====== SUPPLIED ENTRIES ======

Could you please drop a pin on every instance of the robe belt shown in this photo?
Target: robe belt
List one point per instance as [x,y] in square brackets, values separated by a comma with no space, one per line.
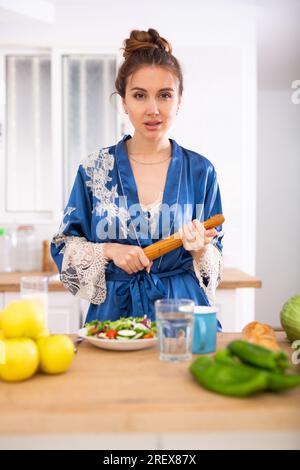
[142,288]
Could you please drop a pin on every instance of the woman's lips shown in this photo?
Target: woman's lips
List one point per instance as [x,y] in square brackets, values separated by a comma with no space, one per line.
[152,127]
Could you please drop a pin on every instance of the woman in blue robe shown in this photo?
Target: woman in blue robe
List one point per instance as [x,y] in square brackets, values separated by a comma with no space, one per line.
[104,208]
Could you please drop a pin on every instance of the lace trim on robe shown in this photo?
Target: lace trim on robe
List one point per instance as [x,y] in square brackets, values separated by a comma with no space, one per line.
[83,268]
[209,271]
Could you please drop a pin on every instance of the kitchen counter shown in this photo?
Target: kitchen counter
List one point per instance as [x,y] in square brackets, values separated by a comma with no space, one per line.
[232,279]
[132,399]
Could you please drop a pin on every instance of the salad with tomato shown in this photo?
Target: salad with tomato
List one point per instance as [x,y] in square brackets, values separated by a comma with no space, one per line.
[129,328]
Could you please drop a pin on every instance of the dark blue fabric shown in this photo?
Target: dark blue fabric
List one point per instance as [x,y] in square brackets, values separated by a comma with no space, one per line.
[191,180]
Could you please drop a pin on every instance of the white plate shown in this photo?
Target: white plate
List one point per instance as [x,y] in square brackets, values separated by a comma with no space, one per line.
[116,344]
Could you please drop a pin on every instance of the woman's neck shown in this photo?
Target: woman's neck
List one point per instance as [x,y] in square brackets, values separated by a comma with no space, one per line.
[139,147]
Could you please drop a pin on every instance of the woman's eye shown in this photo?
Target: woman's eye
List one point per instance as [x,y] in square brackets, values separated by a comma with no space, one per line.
[164,95]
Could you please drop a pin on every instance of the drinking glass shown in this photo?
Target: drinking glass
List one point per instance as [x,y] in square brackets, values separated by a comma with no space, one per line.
[174,319]
[35,288]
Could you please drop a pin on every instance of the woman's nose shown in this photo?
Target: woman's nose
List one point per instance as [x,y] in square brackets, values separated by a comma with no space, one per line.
[152,107]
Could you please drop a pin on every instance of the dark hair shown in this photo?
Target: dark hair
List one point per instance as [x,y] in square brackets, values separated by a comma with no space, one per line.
[146,48]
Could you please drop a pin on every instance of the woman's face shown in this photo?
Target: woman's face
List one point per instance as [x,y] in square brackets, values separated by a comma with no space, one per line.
[152,95]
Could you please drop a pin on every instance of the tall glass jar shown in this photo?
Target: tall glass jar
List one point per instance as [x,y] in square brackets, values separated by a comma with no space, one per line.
[5,250]
[26,249]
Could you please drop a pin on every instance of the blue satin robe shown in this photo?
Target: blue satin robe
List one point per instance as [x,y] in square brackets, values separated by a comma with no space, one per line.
[191,179]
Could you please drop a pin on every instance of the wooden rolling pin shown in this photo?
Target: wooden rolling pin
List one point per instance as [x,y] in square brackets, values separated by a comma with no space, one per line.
[174,241]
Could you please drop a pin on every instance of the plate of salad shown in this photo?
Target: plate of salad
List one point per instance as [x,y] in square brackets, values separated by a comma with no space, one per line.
[125,334]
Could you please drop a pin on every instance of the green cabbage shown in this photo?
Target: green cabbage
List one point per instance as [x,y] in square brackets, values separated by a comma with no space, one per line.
[290,318]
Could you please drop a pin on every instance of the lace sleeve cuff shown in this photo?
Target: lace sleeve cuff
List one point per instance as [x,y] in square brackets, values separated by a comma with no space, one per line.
[83,268]
[209,270]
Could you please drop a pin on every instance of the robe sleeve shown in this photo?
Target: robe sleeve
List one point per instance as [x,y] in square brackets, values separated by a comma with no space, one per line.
[209,269]
[80,261]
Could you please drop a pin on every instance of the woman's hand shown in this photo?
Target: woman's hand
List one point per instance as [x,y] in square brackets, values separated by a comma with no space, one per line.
[195,238]
[130,258]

======

* [GIVEN INSTRUCTION]:
Could you reproduce every record above exactly, leaving out the pictures?

* [FINISHED EXERCISE]:
Could you please drop a pin on every instance of the robe belt shown in this photo?
Target: robe belt
List one point per instance as [x,y] in square brackets, values separated by a comma with no space, one per line.
[142,288]
Could you please drop a pin on every instance of the woman's lips shown in this photo?
Target: woman's lips
List one point per instance as [x,y] in square brackets, values separated by a comma with no space, one per line.
[152,127]
Could you please drop a pin on every instance of the woman in blue robe shown in this photo?
Target: woman in blue robe
List one point per instance as [x,y] in square brackets, values separated by a comma with no space, one per line.
[104,208]
Could you please drop a pin on every instance of the lace trim on robe shown in this photo?
Target: lace trim on robe
List one point per instance as [x,y] in square brackets, values separated by a comma with no space, one per line.
[83,268]
[209,271]
Could you please drop a pin on every instance of the kitchen counter shown in this photo?
Target: kitchen counter
List one point per instance as [x,y] in square brackets, values separated by a comma with no space, one per line.
[232,279]
[132,399]
Could you please drop a pin on every instance of the salad with tomato shown in this photo?
Target: salad with tomato
List one point per instance as [x,y] in square brackets, values separated by a comma with no space, one per line.
[129,328]
Could you please drop a pin on every instance of the dark blue fabric shown in this photo?
Target: dark blue fabric
List one point per instance as [x,y] in square brackets, values separated by a comma with no space, one per line.
[191,180]
Could you please drop a pin on every instance of the white plate shown in this photo?
Target: white plate
List one point per instance as [x,y] in square brackets, values separated by a comma with no space, one per line.
[116,344]
Could you please drop a pin on every instance of the woman's neck shown in this photo?
Target: woman's neck
List one point per instance as [x,y] in square brackets, values separated by a comma with no space, one per line.
[139,147]
Could you please drop a pin on every instance of the woman's eye shown in this photo?
Target: woman's eye
List one point per instance as [x,y] in square brackets, values separated by a comma with no space, one per line.
[164,95]
Could you please drop a pin on every instance of the drinking glass shown in this photo?
Target: drinking glass
List one point per instance as [x,y] in square brackets, values separated by a comma with no space, one per line.
[174,319]
[35,288]
Could you please drop a pin on every instance of the woman's nose shown in this photo?
Target: woman's nose
List one point per instance as [x,y] in square brackets, values separated by a comma with no space, one per line.
[152,107]
Could you please drop a pin on every instance of the dark hair shown in this photo?
Target: dark hair
List one point per instance as [x,y] in square brackets, values separated by a comma with no space, one per line.
[146,48]
Could you please drop a pin on every instance of the woman's face shown in this photo?
Target: woman's face
List one point per instance as [x,y] in square brackets, values separated by a comma with no space, one per line.
[152,95]
Could you please drop a pin on every instance of the tall glass jar shown in this photo?
Target: tall glass jar
List one point per instance as [x,y] in square brackets, values separated by a comma with no space, one per line.
[5,250]
[26,249]
Could you please drop a pin on every instance of the blue satin robe shown in this photo?
Target: blue satin robe
List one point per instance as [x,y] in square brackets, values separated by a comma with no space, one per line.
[191,179]
Could you please drop a pin on every instance of the wooden rolling pin shown in this photo?
Target: wooden rolling pin
List one point per instance as [x,y] in square brackets, values separated by a comma with no space, one per line.
[174,241]
Could you please drop a pin on every instance of the plate of salad shown in this photo?
Target: plate of salad
List one point per instance as [x,y] in square brackets, values separated by a comma with no space, one per line.
[125,334]
Could you please drop a pin on every instance of the green cabbage shown in this photo?
Target: green cabbage
List one point per instance as [x,y] in square brackets, values separated by a comma with no space, one per line.
[290,318]
Could you please drop a pin on every instance of the lace sleeve cuff shown in this photo?
Target: lace sleeve cuff
List one point per instance as [x,y] in square brackets, values separated by a comma with no space, one per line.
[83,268]
[209,270]
Could you please drop a pin on every instance of the robe sleeve shown in this photo?
Target: robe sleeve
List one point per instance as [x,y] in square brackets, values separated by a comma with no space, one per line.
[209,269]
[80,261]
Could you please drop a pin on every instance of the woman's hand shown in this photo?
Target: woman's hand
List one point per instance as [x,y] in square brackets, values separated by a comma with no space, one per line.
[195,238]
[130,258]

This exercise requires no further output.